> _SUPPLIED TEXT_
================

Kevin Bartley

In today’s data-first economy, ETL is not just a process for centralizing data in a data warehouse. Increasingly, teams are using ETL to send data from a data warehouse into third party systems. “Reverse ETL,” as this method is known, is quickly becoming a core part of tech data stacks. Here’s everything your data team needs to know about reverse ETL.

ETL vs. Reverse ETL – What’s the Difference?

To understand reverse ETL, consider this quick refresher on traditional ETL. Extract, transform, and load (ETL) is a data integration methodology that extracts raw data from sources, transforms the data on a secondary processing server, and then loads the data into a target database.

More recently, with the rise of cloud data warehouses, extract, load, transform (ELT) is beginning to supplant ETL. Unlike the ETL method, ELT does not require data transformation before the loading process. ELT loads raw data directly into a cloud data warehouse. Data transformations are executed inside the data warehouse via SQL pushdowns, Python scripts, and other code.

================

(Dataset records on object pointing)

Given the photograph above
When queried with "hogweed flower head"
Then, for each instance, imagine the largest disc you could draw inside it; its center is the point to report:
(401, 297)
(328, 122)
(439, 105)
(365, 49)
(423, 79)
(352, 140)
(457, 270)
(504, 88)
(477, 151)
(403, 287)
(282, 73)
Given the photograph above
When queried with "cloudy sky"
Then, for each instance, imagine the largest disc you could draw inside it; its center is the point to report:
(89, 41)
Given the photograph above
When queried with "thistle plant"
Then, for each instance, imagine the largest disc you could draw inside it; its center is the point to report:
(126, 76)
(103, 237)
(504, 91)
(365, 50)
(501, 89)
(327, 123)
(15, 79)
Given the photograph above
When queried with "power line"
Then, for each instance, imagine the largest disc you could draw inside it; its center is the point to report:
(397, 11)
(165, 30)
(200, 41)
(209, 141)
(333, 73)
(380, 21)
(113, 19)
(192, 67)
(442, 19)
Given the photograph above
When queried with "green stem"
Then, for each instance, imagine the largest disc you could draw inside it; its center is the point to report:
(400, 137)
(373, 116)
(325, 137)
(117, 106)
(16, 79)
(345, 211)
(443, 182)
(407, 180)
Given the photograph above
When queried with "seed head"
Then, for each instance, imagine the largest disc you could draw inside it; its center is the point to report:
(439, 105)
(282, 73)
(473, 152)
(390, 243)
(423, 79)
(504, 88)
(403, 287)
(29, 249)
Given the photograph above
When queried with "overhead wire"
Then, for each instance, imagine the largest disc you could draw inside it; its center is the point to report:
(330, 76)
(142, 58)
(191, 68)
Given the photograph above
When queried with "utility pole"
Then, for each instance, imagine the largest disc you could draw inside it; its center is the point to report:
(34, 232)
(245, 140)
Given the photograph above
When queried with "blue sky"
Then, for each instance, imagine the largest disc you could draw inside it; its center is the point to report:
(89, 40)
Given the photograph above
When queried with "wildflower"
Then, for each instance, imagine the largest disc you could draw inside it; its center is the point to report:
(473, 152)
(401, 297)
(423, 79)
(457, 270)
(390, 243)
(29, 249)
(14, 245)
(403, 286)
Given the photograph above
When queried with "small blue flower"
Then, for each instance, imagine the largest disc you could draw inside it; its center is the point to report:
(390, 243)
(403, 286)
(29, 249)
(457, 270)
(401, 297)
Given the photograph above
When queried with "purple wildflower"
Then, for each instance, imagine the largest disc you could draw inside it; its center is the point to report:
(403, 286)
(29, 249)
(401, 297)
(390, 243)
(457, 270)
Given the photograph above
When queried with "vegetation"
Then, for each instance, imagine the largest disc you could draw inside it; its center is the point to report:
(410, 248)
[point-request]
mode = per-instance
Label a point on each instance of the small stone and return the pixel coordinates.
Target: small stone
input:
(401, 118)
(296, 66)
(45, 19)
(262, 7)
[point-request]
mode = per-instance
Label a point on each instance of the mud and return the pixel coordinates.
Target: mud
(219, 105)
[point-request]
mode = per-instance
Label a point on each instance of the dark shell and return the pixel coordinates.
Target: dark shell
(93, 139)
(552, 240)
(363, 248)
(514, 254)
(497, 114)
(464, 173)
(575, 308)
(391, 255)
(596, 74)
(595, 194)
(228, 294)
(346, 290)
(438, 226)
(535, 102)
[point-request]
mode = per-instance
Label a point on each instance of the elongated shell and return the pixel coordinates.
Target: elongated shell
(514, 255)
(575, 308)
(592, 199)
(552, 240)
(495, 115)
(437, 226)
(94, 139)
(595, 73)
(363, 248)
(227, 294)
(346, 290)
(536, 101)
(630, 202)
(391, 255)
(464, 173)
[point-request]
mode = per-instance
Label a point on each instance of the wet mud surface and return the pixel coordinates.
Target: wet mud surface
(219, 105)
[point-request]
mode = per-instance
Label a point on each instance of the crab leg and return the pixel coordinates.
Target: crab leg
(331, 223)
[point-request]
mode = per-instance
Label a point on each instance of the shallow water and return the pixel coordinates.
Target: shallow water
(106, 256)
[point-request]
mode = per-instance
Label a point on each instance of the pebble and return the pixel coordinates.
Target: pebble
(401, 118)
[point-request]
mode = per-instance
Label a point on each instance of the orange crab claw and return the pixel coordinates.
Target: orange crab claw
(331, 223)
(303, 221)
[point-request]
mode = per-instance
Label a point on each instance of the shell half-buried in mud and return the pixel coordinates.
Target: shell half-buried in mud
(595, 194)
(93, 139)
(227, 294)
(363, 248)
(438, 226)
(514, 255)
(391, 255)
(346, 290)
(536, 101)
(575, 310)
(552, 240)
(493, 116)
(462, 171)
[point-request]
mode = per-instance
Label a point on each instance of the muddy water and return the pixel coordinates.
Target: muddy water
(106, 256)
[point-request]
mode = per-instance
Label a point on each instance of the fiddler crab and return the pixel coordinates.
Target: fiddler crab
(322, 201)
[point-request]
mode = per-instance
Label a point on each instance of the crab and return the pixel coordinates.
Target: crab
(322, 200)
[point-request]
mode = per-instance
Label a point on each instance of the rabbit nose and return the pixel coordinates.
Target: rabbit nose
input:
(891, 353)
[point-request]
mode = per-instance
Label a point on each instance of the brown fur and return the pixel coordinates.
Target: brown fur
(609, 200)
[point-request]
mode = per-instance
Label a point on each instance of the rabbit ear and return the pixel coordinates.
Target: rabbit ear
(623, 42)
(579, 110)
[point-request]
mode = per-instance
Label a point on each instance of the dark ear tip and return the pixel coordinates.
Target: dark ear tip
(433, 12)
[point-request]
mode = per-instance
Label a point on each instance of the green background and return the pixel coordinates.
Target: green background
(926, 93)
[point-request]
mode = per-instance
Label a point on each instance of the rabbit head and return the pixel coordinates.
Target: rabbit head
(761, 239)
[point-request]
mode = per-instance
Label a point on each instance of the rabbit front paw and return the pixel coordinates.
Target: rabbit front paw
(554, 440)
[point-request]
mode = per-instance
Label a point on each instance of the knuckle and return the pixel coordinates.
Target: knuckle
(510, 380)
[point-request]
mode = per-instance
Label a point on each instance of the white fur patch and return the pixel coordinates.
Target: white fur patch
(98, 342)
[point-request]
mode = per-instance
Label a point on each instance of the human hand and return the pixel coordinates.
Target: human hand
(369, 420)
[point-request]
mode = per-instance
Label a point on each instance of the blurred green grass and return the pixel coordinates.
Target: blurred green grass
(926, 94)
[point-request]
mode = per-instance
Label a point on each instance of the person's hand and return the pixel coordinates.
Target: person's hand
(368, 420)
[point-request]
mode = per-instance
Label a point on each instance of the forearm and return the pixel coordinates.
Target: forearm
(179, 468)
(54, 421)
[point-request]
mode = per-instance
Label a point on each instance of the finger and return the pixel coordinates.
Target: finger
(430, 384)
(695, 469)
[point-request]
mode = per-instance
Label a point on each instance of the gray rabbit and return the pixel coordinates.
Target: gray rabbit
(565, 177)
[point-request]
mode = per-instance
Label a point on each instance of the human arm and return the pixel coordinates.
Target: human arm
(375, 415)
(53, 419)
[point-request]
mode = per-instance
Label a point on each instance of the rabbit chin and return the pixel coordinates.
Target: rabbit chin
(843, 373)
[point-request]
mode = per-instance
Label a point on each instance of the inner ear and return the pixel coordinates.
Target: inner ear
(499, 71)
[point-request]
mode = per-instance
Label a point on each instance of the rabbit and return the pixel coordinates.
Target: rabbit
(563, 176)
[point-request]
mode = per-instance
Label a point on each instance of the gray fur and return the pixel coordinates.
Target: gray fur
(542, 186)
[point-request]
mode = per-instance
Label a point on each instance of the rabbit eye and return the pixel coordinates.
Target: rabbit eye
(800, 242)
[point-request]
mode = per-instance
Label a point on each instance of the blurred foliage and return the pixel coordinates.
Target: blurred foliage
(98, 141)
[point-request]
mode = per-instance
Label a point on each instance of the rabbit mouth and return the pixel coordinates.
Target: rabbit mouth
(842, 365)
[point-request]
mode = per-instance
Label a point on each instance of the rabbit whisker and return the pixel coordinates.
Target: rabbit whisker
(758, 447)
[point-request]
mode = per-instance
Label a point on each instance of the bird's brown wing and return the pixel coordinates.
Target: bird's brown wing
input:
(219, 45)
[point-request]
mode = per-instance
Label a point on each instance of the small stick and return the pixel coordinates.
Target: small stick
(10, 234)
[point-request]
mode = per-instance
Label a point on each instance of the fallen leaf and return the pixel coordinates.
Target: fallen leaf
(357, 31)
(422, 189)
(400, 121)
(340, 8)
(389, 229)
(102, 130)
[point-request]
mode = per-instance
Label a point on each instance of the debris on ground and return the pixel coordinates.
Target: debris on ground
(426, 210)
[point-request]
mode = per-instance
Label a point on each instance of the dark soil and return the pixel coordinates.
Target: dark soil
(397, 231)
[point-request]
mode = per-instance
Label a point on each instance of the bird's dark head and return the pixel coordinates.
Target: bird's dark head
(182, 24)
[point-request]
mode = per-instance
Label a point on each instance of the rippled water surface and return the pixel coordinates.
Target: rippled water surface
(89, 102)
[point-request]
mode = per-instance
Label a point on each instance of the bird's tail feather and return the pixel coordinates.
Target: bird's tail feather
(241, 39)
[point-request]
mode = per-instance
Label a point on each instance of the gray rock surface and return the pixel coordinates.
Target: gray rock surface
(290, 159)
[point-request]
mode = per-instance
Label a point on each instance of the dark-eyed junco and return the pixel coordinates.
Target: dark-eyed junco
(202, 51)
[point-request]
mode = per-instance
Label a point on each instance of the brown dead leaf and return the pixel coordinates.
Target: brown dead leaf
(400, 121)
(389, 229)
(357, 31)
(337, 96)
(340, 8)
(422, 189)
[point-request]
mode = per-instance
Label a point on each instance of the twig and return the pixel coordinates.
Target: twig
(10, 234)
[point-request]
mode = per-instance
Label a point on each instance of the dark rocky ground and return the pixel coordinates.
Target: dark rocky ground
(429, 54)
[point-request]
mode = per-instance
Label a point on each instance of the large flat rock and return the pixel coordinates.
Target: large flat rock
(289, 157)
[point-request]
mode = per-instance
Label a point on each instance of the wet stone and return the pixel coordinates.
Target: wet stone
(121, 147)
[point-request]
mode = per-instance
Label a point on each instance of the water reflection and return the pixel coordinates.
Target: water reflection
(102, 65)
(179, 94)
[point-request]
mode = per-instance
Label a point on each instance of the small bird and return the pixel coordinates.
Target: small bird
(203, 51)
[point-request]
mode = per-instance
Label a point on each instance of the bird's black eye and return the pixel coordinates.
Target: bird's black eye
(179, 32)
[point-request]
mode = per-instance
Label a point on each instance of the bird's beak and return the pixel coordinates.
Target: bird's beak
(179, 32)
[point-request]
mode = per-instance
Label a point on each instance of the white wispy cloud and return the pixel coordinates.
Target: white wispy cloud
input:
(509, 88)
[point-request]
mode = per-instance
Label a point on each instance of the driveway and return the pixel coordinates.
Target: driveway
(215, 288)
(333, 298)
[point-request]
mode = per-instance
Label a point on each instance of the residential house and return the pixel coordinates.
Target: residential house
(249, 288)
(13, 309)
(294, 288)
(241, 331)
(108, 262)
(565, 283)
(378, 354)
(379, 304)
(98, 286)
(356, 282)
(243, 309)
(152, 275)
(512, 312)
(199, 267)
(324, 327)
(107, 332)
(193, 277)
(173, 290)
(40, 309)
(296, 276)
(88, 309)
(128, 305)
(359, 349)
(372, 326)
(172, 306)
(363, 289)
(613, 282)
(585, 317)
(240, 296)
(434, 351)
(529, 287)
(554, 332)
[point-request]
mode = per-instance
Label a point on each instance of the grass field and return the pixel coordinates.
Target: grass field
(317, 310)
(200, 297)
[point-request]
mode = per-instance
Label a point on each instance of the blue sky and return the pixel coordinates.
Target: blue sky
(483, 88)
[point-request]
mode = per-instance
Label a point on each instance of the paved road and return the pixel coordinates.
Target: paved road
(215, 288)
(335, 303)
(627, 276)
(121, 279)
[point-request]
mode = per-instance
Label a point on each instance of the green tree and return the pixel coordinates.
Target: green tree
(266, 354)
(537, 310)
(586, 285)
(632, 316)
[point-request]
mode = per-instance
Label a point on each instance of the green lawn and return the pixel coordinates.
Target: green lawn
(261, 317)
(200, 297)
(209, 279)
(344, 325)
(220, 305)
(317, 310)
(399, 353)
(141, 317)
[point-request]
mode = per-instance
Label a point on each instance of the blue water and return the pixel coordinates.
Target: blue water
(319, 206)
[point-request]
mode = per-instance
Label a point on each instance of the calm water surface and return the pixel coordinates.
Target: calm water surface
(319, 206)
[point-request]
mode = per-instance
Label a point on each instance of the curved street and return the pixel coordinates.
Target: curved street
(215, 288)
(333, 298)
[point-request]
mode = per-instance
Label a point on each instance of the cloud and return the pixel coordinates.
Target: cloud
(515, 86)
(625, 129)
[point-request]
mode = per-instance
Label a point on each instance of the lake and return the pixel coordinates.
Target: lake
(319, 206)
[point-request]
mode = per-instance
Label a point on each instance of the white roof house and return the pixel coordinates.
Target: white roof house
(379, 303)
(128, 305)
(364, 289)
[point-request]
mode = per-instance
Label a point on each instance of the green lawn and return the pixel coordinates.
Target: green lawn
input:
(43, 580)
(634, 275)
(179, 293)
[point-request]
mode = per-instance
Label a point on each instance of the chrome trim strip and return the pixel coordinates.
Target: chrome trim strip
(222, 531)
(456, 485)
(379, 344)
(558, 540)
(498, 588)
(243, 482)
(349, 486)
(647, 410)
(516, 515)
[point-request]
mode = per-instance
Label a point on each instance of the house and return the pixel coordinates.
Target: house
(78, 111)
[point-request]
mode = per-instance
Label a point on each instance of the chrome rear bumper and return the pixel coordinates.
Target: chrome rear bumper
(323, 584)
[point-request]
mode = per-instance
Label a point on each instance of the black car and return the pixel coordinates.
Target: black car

================

> _AIM_
Write out everything in the reverse ETL article from "In today’s data-first" down to "about reverse ETL.". These records have no connection to the reverse ETL article.

> _RESULT FOR THIS TASK_
In today’s data-first economy, ETL is not just a process for centralizing data in a data warehouse. Increasingly, teams are using ETL to send data from a data warehouse into third party systems. “Reverse ETL,” as this method is known, is quickly becoming a core part of tech data stacks. Here’s everything your data team needs to know about reverse ETL.